TEXT PROVIDED →
..........

Teach Healthy Eating: How Educators Can Help Students’ Proper Nutrition

Teach Healthy Eating: How Educators Can Help Students’ Proper Nutrition

While it’s never too late to turn around your habits, it’s always easier to have healthy habits from the start. Nowhere is this as important and as evident as with nutrition. Your food affects your health, fitness, appearance, and brain power. By eating junk food, you’re shortening your lifespan, deteriorating your quality of life, and, overall, causing several problems.

By teaching young kids about healthy eating habits, you can ensure they adopt and grow into them. This should start at home, but sadly, this isn’t always true. So, it’s the job of educators to step up and help their students develop positive eating habits. Here’s how these educators can help.

1.   Make it an interactive experience

You can teach kids about healthy snacks, but why don’t you teach them how to make them? As they say, if you give a person how to fish, you’ve fed him for a day, but if you teach them how to fish, you’ve fed them for life.

By providing them with practical experience and knowledge through interactive learning, you show them how easy it is to make healthy snacks.

You can also show them healthier alternatives to preparing food. You don’t have to insist or even insinuate that they should eat raw food, but you could tell them the advantages of boiling and oven-baking over pan-frying or deep-frying, etc.

This can easily be done even via online education.

2.   Gamify the experience

You need to make sure that kids learn through play because that’s the best way. In other words, you need to make a gamified curriculum since this will let kids learn by example.

For instance, making them learn the list of all the protein-rich foods is quite inefficient compared to asking them to sort foods by the main macronutrient and awarding them a point for each correct answer. Splitting them into competing teams will make the class more interactive and give them a necessary incentive.

Just make sure that you turn this game into an inclusive experience. You don’t want kids to become too competitive and get discouraged if they fail to get first place. Also, a great reward is an amazing opportunity to improve their intrinsic motivation.

3.   Take them outside

You don’t have to limit this activity to the kitchen. By introducing gardening to your curriculum, you can show them how to produce food more easily. So-called taco gardens or pizza gardens are a great way to get there.

Start a garden that can grow all you need to make a pizza. Then, you make an organic, healthy pizza and treat everyone in the classroom.

They need to understand the whole process and understand that it’s not pizza or tacos that are inherently unhealthy. It’s bad ingredients that make them worse, as well as eating them without moderation. It’s the latter that will make the biggest difference.

..........

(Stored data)
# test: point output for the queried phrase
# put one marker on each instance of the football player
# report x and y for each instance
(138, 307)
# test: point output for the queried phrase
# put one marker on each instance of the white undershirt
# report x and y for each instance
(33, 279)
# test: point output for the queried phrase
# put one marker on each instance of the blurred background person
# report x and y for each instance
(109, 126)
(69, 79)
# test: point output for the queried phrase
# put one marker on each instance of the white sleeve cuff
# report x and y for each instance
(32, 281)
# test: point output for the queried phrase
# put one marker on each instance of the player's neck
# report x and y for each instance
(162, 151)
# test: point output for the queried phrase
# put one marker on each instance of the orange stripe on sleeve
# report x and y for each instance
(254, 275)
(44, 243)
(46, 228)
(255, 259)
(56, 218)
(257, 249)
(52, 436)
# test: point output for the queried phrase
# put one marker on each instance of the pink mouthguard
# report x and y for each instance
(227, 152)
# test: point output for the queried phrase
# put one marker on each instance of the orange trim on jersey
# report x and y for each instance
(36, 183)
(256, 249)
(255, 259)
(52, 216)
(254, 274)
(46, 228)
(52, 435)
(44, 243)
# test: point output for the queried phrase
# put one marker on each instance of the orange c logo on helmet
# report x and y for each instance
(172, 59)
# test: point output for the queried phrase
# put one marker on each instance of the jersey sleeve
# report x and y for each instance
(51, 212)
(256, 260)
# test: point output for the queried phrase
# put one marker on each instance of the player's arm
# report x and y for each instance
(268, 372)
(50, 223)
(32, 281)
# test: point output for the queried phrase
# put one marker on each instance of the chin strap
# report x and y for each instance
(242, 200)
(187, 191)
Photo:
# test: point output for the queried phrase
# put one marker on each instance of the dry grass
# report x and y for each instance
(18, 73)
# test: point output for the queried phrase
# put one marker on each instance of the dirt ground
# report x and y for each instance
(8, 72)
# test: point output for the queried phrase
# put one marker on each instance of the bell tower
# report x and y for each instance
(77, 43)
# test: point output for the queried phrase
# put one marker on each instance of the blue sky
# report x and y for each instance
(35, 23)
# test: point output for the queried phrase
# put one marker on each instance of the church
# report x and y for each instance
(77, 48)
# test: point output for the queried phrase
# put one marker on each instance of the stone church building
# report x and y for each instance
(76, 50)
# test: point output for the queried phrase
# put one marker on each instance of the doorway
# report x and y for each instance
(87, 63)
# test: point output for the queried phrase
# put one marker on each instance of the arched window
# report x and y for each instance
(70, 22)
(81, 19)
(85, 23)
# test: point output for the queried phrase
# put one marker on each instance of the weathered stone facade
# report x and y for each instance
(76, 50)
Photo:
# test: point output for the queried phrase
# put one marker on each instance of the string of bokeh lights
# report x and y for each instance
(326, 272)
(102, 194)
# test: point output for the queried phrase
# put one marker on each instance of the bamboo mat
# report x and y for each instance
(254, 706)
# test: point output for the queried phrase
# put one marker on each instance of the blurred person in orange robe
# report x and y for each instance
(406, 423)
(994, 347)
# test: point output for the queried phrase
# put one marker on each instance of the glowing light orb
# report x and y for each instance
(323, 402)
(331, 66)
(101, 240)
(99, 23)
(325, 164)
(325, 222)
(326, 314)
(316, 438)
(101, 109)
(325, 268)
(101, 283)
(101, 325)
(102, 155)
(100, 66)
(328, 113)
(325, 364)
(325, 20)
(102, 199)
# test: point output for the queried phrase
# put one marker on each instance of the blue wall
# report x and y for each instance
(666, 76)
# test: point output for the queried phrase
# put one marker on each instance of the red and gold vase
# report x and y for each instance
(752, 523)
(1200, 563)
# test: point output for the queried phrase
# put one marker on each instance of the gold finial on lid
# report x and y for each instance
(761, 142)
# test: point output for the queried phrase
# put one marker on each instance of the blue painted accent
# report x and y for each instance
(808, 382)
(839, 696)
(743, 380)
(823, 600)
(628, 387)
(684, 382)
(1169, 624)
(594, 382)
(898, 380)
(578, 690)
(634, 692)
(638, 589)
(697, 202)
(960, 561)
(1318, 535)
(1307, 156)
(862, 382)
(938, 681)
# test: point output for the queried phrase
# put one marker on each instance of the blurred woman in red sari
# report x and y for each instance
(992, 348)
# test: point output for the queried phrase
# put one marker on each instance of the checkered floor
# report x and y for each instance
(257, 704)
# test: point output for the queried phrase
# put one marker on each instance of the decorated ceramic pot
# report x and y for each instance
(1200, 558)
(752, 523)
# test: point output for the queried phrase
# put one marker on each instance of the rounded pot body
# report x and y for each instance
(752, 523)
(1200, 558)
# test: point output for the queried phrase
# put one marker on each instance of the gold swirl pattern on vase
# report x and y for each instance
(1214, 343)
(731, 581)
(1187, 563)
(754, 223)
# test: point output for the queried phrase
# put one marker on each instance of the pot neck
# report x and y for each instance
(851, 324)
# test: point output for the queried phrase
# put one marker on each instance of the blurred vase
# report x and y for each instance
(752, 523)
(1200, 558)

..........

Duplicate the passage in the article on teaching healthy eating that begins at "While it’s never" and stops after "educators can help.".

TASK SOLUTION →
While it’s never too late to turn around your habits, it’s always easier to have healthy habits from the start. Nowhere is this as important and as evident as with nutrition. Your food affects your health, fitness, appearance, and brain power. By eating junk food, you’re shortening your lifespan, deteriorating your quality of life, and, overall, causing several problems.

By teaching young kids about healthy eating habits, you can ensure they adopt and grow into them. This should start at home, but sadly, this isn’t always true. So, it’s the job of educators to step up and help their students develop positive eating habits. Here’s how these educators can help.